Data extracted from a collection:
━━━━━━━━━━

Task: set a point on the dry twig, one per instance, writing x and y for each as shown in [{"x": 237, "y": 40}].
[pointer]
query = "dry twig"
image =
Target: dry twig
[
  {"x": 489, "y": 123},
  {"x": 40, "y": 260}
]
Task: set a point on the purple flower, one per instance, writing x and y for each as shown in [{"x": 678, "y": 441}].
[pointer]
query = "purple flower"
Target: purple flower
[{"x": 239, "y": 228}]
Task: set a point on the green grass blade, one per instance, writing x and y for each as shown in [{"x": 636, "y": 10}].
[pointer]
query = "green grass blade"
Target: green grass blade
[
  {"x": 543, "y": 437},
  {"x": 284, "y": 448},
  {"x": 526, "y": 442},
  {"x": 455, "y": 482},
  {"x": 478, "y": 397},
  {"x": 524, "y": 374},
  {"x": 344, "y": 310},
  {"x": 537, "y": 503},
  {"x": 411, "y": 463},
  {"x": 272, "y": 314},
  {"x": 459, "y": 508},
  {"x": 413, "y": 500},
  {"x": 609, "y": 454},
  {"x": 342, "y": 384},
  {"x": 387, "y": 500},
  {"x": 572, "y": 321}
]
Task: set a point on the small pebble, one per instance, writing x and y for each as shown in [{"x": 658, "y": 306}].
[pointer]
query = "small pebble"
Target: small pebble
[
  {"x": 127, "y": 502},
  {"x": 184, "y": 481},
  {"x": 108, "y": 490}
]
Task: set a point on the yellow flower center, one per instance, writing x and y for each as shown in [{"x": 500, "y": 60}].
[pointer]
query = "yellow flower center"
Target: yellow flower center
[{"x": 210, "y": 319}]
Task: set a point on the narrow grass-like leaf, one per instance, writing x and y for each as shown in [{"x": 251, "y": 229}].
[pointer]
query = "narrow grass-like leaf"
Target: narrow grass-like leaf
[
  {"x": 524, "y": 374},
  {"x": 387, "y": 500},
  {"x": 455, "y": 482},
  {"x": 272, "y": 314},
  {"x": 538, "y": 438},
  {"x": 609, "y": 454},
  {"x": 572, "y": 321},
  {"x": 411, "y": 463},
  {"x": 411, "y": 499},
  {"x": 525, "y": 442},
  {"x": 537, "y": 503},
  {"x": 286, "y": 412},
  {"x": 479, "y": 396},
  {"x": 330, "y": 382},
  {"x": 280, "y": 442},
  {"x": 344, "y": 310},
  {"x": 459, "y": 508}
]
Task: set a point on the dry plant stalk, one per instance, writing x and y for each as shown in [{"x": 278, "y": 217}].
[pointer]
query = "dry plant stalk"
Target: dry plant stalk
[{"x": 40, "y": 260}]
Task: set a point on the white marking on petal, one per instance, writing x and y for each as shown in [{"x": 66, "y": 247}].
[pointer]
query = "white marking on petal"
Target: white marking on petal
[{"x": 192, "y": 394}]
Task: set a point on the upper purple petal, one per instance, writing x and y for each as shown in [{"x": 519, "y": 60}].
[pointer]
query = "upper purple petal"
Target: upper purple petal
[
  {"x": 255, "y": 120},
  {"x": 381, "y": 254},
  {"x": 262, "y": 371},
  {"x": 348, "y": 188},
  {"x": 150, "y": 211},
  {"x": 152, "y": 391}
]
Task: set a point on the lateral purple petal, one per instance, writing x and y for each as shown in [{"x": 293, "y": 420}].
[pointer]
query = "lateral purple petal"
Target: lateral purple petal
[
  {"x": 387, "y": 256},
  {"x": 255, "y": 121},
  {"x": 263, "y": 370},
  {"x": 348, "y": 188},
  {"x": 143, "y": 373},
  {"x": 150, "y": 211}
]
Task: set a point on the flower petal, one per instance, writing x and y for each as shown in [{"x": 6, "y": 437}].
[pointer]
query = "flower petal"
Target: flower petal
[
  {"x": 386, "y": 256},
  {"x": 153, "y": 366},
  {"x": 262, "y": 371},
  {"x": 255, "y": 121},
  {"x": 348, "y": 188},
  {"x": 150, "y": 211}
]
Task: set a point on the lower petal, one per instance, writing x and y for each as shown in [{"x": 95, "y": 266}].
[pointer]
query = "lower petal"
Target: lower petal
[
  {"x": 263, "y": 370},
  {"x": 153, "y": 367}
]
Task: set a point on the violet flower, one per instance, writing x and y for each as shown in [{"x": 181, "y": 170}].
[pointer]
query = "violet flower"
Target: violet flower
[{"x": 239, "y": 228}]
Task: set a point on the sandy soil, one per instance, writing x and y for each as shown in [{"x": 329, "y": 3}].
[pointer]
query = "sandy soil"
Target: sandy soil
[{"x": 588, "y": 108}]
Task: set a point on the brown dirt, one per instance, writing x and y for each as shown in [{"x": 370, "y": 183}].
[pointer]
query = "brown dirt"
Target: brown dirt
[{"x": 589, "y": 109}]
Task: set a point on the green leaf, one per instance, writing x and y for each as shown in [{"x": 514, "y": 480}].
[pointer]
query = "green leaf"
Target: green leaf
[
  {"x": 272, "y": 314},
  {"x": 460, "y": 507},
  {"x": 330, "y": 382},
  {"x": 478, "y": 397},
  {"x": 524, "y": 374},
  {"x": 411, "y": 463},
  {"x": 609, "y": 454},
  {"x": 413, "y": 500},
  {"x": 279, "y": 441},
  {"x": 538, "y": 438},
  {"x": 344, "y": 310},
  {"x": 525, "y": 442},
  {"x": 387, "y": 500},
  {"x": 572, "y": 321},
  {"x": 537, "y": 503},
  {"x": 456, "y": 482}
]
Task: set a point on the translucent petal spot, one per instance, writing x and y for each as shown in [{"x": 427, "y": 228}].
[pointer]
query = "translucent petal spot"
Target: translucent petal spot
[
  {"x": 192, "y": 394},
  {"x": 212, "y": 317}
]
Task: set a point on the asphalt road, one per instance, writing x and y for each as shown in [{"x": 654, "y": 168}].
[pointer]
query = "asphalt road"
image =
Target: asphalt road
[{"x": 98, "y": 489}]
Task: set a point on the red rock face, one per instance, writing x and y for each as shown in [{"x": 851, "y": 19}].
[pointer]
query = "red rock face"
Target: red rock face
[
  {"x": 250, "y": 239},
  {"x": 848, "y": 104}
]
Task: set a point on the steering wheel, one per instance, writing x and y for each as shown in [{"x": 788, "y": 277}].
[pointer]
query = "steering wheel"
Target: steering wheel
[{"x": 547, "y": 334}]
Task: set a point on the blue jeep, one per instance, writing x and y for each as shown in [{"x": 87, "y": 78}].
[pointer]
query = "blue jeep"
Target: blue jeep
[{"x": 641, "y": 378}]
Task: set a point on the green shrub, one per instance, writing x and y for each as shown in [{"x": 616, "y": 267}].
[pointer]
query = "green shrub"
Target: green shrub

━━━━━━━━━━

### WORK INSTRUCTION
Retype the data shown above so that each line matches the original.

### ANSWER BOX
Task: set a point on the dry twig, one per instance, writing x and y for each as shown in [{"x": 237, "y": 40}].
[pointer]
query = "dry twig"
image =
Target: dry twig
[
  {"x": 489, "y": 123},
  {"x": 40, "y": 260}
]
Task: set a point on the purple flower, one per instance, writing x and y for each as shown in [{"x": 678, "y": 441}].
[pointer]
query = "purple flower"
Target: purple flower
[{"x": 239, "y": 228}]
Task: set a point on the green grass blade, one per instance, writing x and y for each as shown in [{"x": 636, "y": 10}].
[pointer]
query = "green grass blade"
Target: green grass blade
[
  {"x": 543, "y": 437},
  {"x": 284, "y": 448},
  {"x": 526, "y": 442},
  {"x": 455, "y": 482},
  {"x": 478, "y": 397},
  {"x": 524, "y": 374},
  {"x": 344, "y": 310},
  {"x": 537, "y": 503},
  {"x": 411, "y": 463},
  {"x": 272, "y": 314},
  {"x": 459, "y": 508},
  {"x": 413, "y": 500},
  {"x": 609, "y": 454},
  {"x": 342, "y": 384},
  {"x": 387, "y": 500},
  {"x": 572, "y": 321}
]
Task: set a point on the small pebble, one per instance, writing x and y for each as shown in [{"x": 658, "y": 306}].
[pointer]
query = "small pebble"
Target: small pebble
[
  {"x": 127, "y": 502},
  {"x": 184, "y": 481},
  {"x": 108, "y": 490}
]
Task: set a point on the yellow flower center, one per instance, writing x and y for each as shown in [{"x": 500, "y": 60}].
[pointer]
query = "yellow flower center"
Target: yellow flower center
[{"x": 210, "y": 319}]
Task: set a point on the narrow grass-like leaf, one per instance, writing x and y for each as shown in [{"x": 251, "y": 229}].
[pointer]
query = "narrow grass-like leaf"
Target: narrow grass-like leaf
[
  {"x": 524, "y": 374},
  {"x": 387, "y": 500},
  {"x": 455, "y": 482},
  {"x": 272, "y": 314},
  {"x": 538, "y": 438},
  {"x": 609, "y": 454},
  {"x": 572, "y": 321},
  {"x": 411, "y": 463},
  {"x": 411, "y": 499},
  {"x": 525, "y": 442},
  {"x": 537, "y": 503},
  {"x": 286, "y": 412},
  {"x": 479, "y": 396},
  {"x": 330, "y": 382},
  {"x": 280, "y": 442},
  {"x": 344, "y": 310},
  {"x": 459, "y": 508}
]
Task: set a point on the dry plant stalk, one per instance, writing x and y for each as shown in [{"x": 278, "y": 217}].
[pointer]
query = "dry plant stalk"
Target: dry plant stalk
[{"x": 40, "y": 260}]
Task: set a point on the white marking on petal, one per instance, writing x and y for each as shown in [{"x": 66, "y": 247}].
[pointer]
query = "white marking on petal"
Target: white marking on petal
[{"x": 192, "y": 394}]
Task: set a point on the upper purple petal, one per instance, writing x and y for each as shown in [{"x": 519, "y": 60}].
[pointer]
query = "upper purple petal"
Target: upper purple petal
[
  {"x": 255, "y": 120},
  {"x": 381, "y": 254},
  {"x": 262, "y": 371},
  {"x": 348, "y": 188},
  {"x": 150, "y": 211},
  {"x": 152, "y": 391}
]
Task: set a point on the lateral purple petal, one per instance, writing x and y for each as shown in [{"x": 293, "y": 420}].
[pointer]
query = "lateral purple petal"
Target: lateral purple petal
[
  {"x": 387, "y": 256},
  {"x": 255, "y": 121},
  {"x": 263, "y": 370},
  {"x": 348, "y": 188},
  {"x": 143, "y": 373},
  {"x": 150, "y": 211}
]
Task: set a point on the flower petal, one per instance, writing x and y for each as shown in [{"x": 6, "y": 437}].
[pointer]
query = "flower petal"
Target: flower petal
[
  {"x": 386, "y": 256},
  {"x": 153, "y": 366},
  {"x": 262, "y": 371},
  {"x": 255, "y": 121},
  {"x": 348, "y": 188},
  {"x": 150, "y": 211}
]
Task: set a point on the lower petal, one per instance, writing x and y for each as shown in [{"x": 95, "y": 266}].
[pointer]
query = "lower petal"
Target: lower petal
[
  {"x": 263, "y": 370},
  {"x": 153, "y": 367}
]
Task: set a point on the violet flower, one per instance, writing x and y for each as shown in [{"x": 181, "y": 170}].
[pointer]
query = "violet flower"
Target: violet flower
[{"x": 239, "y": 228}]
Task: set a point on the sandy soil, one per instance, writing x and y for each as shown in [{"x": 329, "y": 3}].
[pointer]
query = "sandy soil"
Target: sandy soil
[{"x": 588, "y": 108}]
Task: set a point on the brown dirt, one per instance, writing x and y for each as shown in [{"x": 370, "y": 183}].
[pointer]
query = "brown dirt"
Target: brown dirt
[{"x": 589, "y": 109}]
Task: set a point on the green leaf, one per instance, writing x and y for each as shown in [{"x": 514, "y": 480}].
[pointer]
query = "green leaf"
Target: green leaf
[
  {"x": 272, "y": 314},
  {"x": 460, "y": 507},
  {"x": 330, "y": 382},
  {"x": 478, "y": 397},
  {"x": 524, "y": 374},
  {"x": 411, "y": 463},
  {"x": 609, "y": 454},
  {"x": 413, "y": 500},
  {"x": 279, "y": 441},
  {"x": 538, "y": 438},
  {"x": 344, "y": 310},
  {"x": 525, "y": 442},
  {"x": 387, "y": 500},
  {"x": 572, "y": 321},
  {"x": 537, "y": 503},
  {"x": 456, "y": 482}
]
Task: set a point on the translucent petal spot, one per instance, writing x and y for each as shown in [{"x": 427, "y": 228}].
[pointer]
query = "translucent petal spot"
Target: translucent petal spot
[
  {"x": 192, "y": 394},
  {"x": 212, "y": 317}
]
Task: set a point on the asphalt road, one per instance, writing x and y for each as shown in [{"x": 654, "y": 168}].
[pointer]
query = "asphalt road"
image =
Target: asphalt road
[{"x": 98, "y": 489}]
Task: set a point on the red rock face, one per instance, writing x and y for each as shown in [{"x": 851, "y": 19}].
[pointer]
query = "red rock face"
Target: red rock face
[
  {"x": 250, "y": 239},
  {"x": 848, "y": 104}
]
Task: set a point on the steering wheel, one per instance, writing x and y for each as shown in [{"x": 788, "y": 277}].
[pointer]
query = "steering wheel"
Target: steering wheel
[{"x": 547, "y": 334}]
Task: set a point on the blue jeep, one per instance, writing x and y for each as shown in [{"x": 87, "y": 78}].
[pointer]
query = "blue jeep"
Target: blue jeep
[{"x": 641, "y": 378}]
Task: set a point on the green shrub, one per instance, writing x and y for each as shown in [{"x": 616, "y": 267}].
[pointer]
query = "green shrub"
Target: green shrub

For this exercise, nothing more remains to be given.